• **INFORMATION**
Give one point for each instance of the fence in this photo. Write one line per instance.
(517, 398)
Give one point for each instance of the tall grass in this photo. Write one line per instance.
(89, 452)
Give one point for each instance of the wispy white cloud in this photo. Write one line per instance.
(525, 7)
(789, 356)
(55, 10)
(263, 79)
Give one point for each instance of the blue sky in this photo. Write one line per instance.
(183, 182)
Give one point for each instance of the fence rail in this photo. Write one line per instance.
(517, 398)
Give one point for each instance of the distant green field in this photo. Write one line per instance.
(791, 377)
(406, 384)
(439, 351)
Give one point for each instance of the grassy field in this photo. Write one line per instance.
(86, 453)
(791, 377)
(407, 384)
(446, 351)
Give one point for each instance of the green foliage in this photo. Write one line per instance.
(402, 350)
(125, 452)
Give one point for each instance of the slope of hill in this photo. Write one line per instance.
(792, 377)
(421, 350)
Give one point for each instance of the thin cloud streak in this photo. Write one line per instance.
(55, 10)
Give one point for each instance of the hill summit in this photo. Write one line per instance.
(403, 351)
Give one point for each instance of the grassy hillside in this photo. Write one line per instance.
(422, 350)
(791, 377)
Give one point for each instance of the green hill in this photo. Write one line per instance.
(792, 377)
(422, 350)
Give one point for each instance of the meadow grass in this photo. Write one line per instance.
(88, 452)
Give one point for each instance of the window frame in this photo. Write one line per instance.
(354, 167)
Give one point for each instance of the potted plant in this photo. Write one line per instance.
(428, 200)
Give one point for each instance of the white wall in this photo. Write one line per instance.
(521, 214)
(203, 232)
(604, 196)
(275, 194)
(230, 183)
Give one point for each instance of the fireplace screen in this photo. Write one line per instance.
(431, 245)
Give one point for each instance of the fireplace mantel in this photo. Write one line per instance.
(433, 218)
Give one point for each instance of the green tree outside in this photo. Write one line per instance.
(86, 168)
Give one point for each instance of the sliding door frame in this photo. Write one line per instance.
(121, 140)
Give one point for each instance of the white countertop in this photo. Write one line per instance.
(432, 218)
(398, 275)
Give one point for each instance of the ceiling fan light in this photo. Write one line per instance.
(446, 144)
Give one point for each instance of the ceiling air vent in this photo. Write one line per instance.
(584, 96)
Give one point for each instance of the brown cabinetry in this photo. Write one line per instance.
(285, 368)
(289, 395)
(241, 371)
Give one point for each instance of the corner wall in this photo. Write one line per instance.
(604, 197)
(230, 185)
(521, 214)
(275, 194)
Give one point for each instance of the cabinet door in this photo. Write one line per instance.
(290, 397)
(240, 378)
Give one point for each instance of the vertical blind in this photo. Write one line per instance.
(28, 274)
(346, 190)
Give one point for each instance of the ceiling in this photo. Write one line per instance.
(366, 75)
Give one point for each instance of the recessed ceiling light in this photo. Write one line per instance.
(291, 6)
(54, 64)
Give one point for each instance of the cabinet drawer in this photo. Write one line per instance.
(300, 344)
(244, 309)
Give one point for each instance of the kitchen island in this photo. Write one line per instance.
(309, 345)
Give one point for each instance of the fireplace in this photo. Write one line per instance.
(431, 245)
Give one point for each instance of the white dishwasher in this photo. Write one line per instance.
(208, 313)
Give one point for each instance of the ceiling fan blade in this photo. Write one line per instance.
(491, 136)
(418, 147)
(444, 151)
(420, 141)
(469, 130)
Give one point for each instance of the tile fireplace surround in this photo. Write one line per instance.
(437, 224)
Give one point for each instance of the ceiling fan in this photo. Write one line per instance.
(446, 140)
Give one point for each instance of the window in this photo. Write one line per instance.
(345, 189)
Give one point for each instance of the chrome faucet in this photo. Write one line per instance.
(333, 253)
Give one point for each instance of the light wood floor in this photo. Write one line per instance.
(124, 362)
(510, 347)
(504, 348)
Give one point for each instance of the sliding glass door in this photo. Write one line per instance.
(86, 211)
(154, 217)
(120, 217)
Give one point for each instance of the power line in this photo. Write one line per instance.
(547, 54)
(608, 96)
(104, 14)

• **EXERCISE DIRECTIONS**
Return all the data above, unaltered and complete.

• **FINAL ANSWER**
Give one point for each instance of the fence in this photo. Write one line per instance.
(517, 398)
Give one point for each instance of the tall grass in this photo. Write one line per instance.
(89, 452)
Give one point for each instance of the wispy white cloud in this photo. Write one line per instance.
(525, 7)
(789, 356)
(55, 10)
(263, 79)
Give one point for each instance of the blue sky in this photo. Write one line per instance.
(183, 182)
Give one point for each instance of the fence rail in this photo. Write one line per instance.
(517, 398)
Give one point for each instance of the distant green field in this photo. Write one line per instance.
(791, 377)
(406, 384)
(439, 351)
Give one point for each instance of the grassy field in this photo. Write one line per instance.
(86, 453)
(791, 377)
(407, 384)
(446, 351)
Give one point for each instance of the green foliage in this photo. Write one line per instance.
(402, 350)
(125, 452)
Give one point for each instance of the slope of hill in this photo. Write one line per instance.
(792, 377)
(421, 350)
Give one point for each instance of the thin cloud streak in this photo. Write one line per instance.
(55, 10)
Give one point for each instance of the hill summit in this photo. Write one line per instance.
(403, 351)
Give one point for each instance of the grassy hillside in this photo. Write one line per instance.
(422, 350)
(791, 377)
Give one point for each instance of the green hill in this photo. Write one line per instance.
(792, 377)
(422, 350)
Give one point for each instance of the meadow grass in this photo. Write one line per instance.
(88, 452)
Give one point for each instance of the window frame in this photo. Write one line per instance.
(354, 167)
Give one point for each instance of the potted plant in this photo. Write one line per instance.
(428, 200)
Give one point for each instance of the white wall in this photo. Write one line per instance.
(521, 214)
(203, 232)
(604, 196)
(275, 194)
(230, 183)
Give one point for each instance of the fireplace screen in this photo. Write one line per instance.
(431, 245)
Give one point for each instance of the fireplace mantel in this photo. Write one line per instance.
(433, 218)
Give one point for each instance of the green tree outside in this photo. Write one line per instance.
(86, 168)
Give one point for each instance of the sliding door frame in this photo. Write one line per instance.
(121, 140)
Give one point for each instance of the white countertop in this photo. Write one line per instance.
(432, 218)
(398, 275)
Give one point for each instance of the ceiling fan light in this photo. Write one line per instance.
(446, 144)
Give one point for each instance of the ceiling air vent in this photo. Write one line per instance.
(584, 96)
Give one point for each instance of the brown cabinetry in this photo. Write one line per instance.
(285, 368)
(289, 395)
(241, 371)
Give one point for each instance of the corner wall in this photo. Write one line per instance.
(604, 197)
(230, 185)
(521, 214)
(275, 194)
Give one point for each instance of the cabinet door in this photo. Write one line per instance.
(290, 397)
(240, 378)
Give one point for each instance of the vertical blind in this photo. Write one line per instance.
(28, 274)
(346, 190)
Give one point for each instance of the ceiling in this photo. Write one line per instance.
(366, 75)
Give one point for each instance of the recessed ceiling light in this photo. Write one line per instance.
(291, 6)
(54, 64)
Give one point for each instance of the cabinet drawer in this photo. Write one line per instance.
(300, 344)
(244, 309)
Give one point for each instance of the kitchen island in this photo. Write one line per instance.
(309, 345)
Give one point for each instance of the fireplace in this photo. Write one line per instance.
(431, 245)
Give one point for each instance of the white dishwasher in this photo. Write one line per instance.
(208, 313)
Give one point for each instance of the ceiling fan blade in this photo. Write one line per instance.
(491, 136)
(418, 147)
(444, 151)
(420, 141)
(469, 130)
Give one point for each instance of the tile fireplace surround in this photo. Write one line per instance.
(437, 224)
Give one point for each instance of the ceiling fan in this photo. Write one line per instance.
(446, 140)
Give one point for each instance of the window in this photo. Write one line per instance.
(345, 189)
Give one point for each instance of the chrome faucet in this photo. Write one line per instance.
(333, 253)
Give one point for each instance of the light wood floor in this photo. Write one line per instance.
(124, 362)
(510, 347)
(504, 348)
Give one point for each instance of the sliding glass door in this photo. Write one line per instance.
(86, 211)
(154, 217)
(120, 217)
Give one point for each instance of the power line in this photo. Write one line per instance.
(547, 54)
(608, 96)
(104, 14)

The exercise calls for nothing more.